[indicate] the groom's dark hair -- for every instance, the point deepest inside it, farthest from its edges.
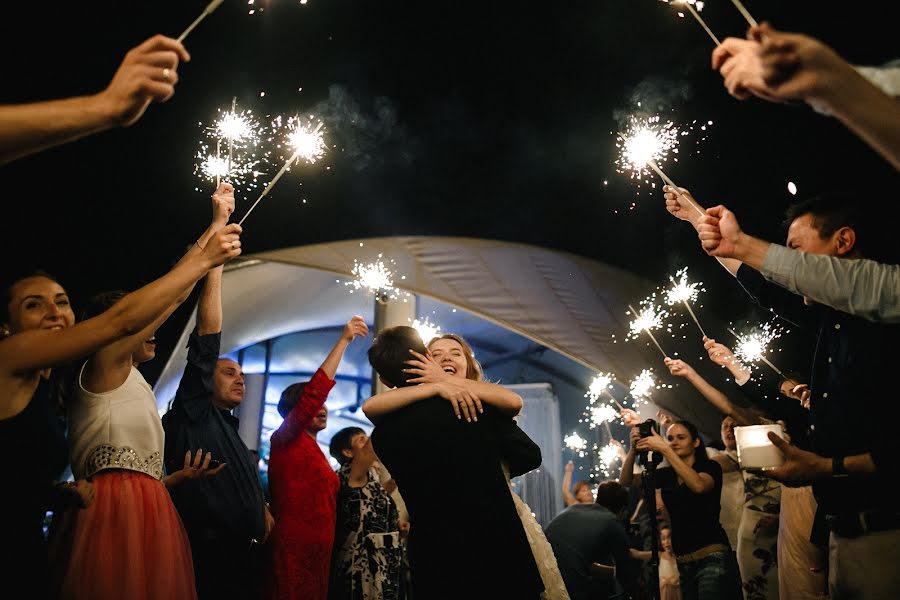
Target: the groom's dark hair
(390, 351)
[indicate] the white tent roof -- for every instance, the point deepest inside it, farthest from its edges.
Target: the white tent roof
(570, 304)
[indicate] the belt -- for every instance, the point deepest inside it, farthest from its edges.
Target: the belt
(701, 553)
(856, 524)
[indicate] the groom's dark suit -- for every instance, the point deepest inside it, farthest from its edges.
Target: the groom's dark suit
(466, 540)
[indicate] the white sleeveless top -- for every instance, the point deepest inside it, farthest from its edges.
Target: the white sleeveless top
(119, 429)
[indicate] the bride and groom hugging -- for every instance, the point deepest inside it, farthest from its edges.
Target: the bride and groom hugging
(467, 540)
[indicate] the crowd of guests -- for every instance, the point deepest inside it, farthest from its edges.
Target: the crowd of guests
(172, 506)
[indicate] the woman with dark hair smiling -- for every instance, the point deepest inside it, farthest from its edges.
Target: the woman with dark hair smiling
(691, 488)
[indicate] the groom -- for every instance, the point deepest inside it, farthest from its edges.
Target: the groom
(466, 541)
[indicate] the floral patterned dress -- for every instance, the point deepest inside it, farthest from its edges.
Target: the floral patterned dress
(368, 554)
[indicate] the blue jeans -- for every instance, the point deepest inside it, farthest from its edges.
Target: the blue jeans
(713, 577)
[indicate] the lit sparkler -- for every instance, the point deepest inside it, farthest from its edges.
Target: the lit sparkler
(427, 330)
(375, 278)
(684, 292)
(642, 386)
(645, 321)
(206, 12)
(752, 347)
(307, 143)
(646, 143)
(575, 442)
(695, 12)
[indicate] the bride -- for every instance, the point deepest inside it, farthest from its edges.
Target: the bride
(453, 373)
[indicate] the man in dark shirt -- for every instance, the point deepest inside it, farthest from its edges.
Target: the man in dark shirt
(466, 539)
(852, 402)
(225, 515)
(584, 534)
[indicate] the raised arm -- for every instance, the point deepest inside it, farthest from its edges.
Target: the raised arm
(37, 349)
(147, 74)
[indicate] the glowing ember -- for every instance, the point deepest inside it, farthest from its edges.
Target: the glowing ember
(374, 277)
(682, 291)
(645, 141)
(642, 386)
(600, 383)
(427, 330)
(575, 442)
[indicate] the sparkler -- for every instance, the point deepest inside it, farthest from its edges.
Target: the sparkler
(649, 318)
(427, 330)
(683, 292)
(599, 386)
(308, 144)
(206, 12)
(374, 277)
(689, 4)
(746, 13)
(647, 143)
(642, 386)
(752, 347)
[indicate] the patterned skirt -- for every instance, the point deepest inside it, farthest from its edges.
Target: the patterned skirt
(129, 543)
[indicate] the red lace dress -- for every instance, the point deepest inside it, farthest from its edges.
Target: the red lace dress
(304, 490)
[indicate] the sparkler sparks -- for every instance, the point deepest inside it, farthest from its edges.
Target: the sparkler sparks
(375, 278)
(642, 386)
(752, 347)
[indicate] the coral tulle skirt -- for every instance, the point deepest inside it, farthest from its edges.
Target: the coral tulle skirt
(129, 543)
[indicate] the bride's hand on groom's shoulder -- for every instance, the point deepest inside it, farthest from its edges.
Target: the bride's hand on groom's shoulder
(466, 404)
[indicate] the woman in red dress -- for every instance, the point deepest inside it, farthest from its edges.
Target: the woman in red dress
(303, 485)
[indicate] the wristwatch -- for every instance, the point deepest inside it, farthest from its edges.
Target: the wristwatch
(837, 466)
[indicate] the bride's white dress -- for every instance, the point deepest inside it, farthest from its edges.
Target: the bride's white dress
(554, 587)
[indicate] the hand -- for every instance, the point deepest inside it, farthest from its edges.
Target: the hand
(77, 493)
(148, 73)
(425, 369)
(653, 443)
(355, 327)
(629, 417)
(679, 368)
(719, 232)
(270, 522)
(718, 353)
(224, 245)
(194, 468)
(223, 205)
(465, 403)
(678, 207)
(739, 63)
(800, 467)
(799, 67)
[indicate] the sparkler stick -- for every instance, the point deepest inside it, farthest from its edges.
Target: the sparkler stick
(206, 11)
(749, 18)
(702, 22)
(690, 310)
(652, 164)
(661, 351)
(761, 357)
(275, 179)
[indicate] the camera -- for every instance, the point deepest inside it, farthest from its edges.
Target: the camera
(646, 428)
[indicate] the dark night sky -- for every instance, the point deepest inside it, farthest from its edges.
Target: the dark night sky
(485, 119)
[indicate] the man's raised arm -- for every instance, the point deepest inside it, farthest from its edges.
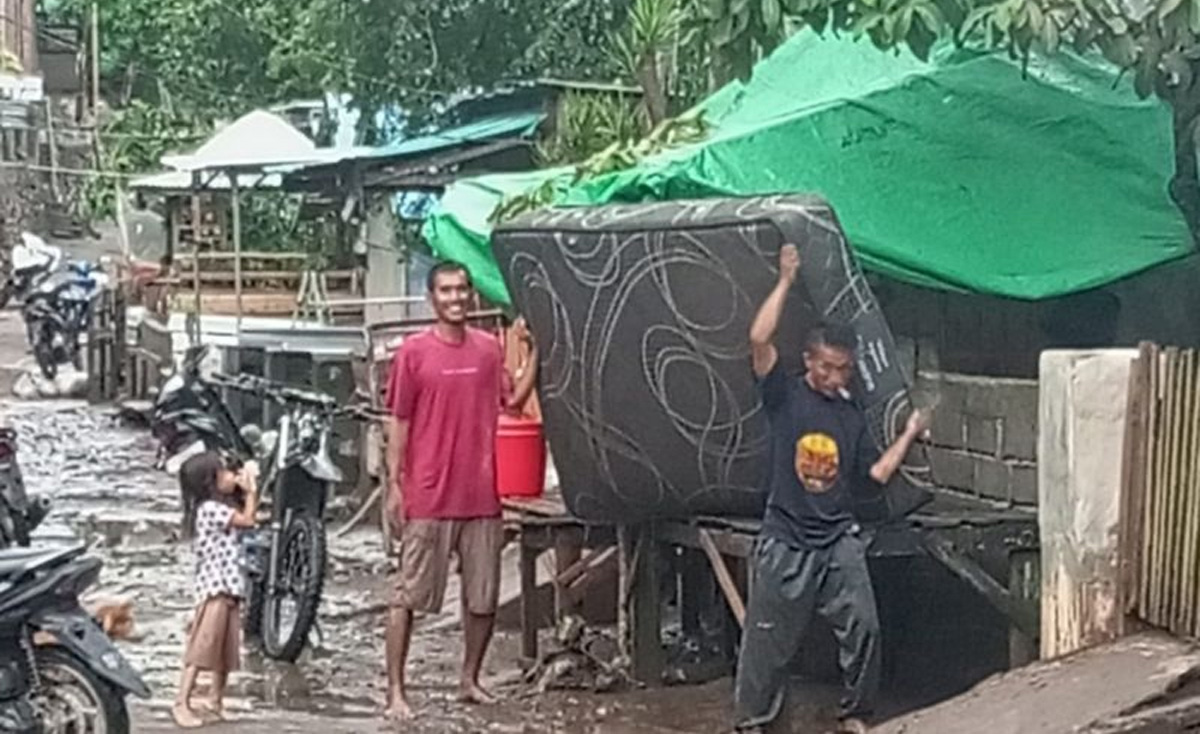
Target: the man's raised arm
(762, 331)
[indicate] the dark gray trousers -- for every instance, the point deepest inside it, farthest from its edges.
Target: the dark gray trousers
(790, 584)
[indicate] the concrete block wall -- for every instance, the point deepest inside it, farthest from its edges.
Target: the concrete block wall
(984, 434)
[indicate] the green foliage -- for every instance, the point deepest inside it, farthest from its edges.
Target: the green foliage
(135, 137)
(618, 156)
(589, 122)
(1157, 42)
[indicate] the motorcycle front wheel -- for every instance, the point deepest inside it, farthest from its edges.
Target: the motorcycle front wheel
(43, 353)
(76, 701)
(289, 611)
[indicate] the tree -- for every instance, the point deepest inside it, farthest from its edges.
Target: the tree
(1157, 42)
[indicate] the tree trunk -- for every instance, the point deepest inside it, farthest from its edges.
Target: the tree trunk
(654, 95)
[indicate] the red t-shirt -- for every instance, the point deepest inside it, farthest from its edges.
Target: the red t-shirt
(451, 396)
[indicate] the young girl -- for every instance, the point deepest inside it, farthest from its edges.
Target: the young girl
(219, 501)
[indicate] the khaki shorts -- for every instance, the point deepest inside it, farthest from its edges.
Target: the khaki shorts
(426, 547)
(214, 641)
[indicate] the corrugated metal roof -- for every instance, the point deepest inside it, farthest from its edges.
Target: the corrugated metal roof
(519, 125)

──────────

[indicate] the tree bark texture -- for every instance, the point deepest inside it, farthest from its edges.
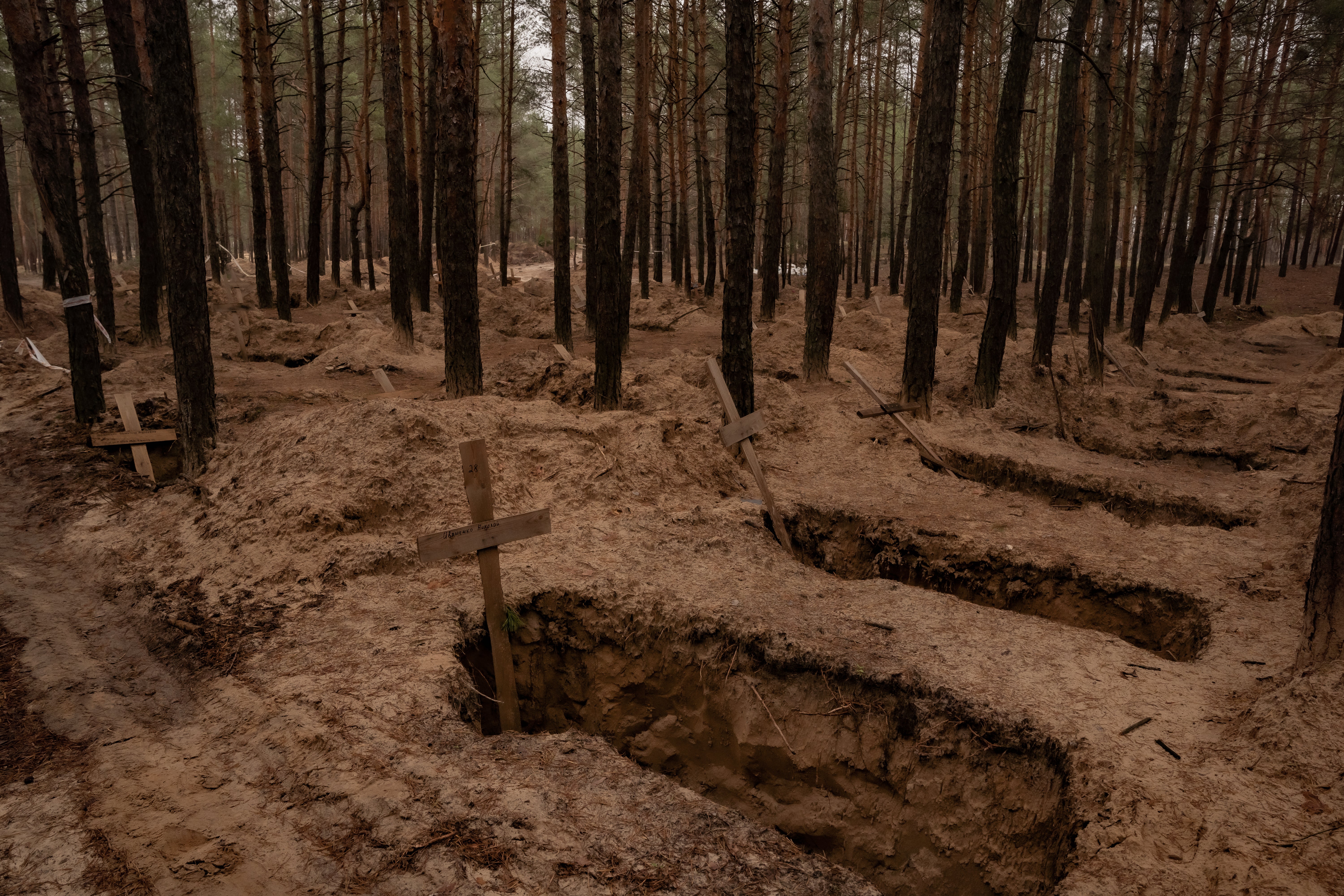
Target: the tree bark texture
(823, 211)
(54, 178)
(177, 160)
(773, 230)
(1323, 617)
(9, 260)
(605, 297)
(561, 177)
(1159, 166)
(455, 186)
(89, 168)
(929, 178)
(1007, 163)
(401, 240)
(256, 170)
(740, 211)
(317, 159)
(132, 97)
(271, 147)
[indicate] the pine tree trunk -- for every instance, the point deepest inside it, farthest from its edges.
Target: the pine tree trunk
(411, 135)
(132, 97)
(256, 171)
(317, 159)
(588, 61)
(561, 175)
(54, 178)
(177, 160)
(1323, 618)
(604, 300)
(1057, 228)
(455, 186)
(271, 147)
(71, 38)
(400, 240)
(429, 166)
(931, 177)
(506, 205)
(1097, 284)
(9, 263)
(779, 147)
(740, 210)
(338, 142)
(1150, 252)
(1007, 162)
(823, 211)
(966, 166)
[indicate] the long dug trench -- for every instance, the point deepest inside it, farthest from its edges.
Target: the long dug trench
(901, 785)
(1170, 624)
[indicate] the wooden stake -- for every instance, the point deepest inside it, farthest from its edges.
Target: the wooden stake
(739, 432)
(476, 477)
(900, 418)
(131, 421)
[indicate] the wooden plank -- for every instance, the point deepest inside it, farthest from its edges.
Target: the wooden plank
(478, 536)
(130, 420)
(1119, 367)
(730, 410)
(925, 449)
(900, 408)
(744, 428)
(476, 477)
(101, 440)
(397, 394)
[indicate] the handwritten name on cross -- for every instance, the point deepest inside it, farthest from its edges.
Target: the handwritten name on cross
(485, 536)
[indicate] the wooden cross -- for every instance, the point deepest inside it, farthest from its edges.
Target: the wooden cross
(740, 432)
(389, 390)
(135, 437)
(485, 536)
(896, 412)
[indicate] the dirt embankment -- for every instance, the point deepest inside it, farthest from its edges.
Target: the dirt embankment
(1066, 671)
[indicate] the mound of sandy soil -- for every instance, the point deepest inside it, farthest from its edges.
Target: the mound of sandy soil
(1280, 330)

──────────

Everything from the line with "[indicate] the dark gray" through the line with "[indicate] the corrugated" in the listing above must be retyped exactly, with nothing added.

# [OUTPUT OF THE EXERCISE]
[indicate] the dark gray trousers -- for every instance, the point deepest inside it, farthest from its edges.
Target: the dark gray trousers
(790, 584)
[indicate] the concrete block wall -- for every instance, the point deepest inside it, farthest from its edges.
Target: the concrete block wall
(984, 434)
[indicate] the green foliage -- for every instance, the point deepest inside it, farthest from its edges.
Target: the green foliage
(135, 137)
(618, 156)
(589, 122)
(1157, 42)
[indicate] the motorcycle front wheel -- for every instance, the point deepest inside it, farthest from its edges.
Target: the motorcycle front wheel
(43, 353)
(76, 701)
(289, 611)
[indicate] the tree -- for every instance, the point deepest inside it, farthest from its edges.
Target: the tree
(1157, 42)
[indicate] the tree trunk -- for every instance, the point deepest inside it, farthest from its edges.
Target: the tree trunk
(654, 95)
[indicate] the red t-shirt -- for every instance, the point deepest inside it, farthest from its edges.
Target: the red t-shirt
(451, 396)
[indicate] the young girl -- for every instance, the point deepest inside it, farthest from its edges.
Target: the young girl
(219, 501)
[indicate] the khaki shorts -- for every instance, the point deepest inside it, farthest from its edges.
Target: the khaki shorts
(426, 547)
(214, 641)
[indicate] the corrugated metal roof -- for every instance, the point deepest inside it, farthest from its edges.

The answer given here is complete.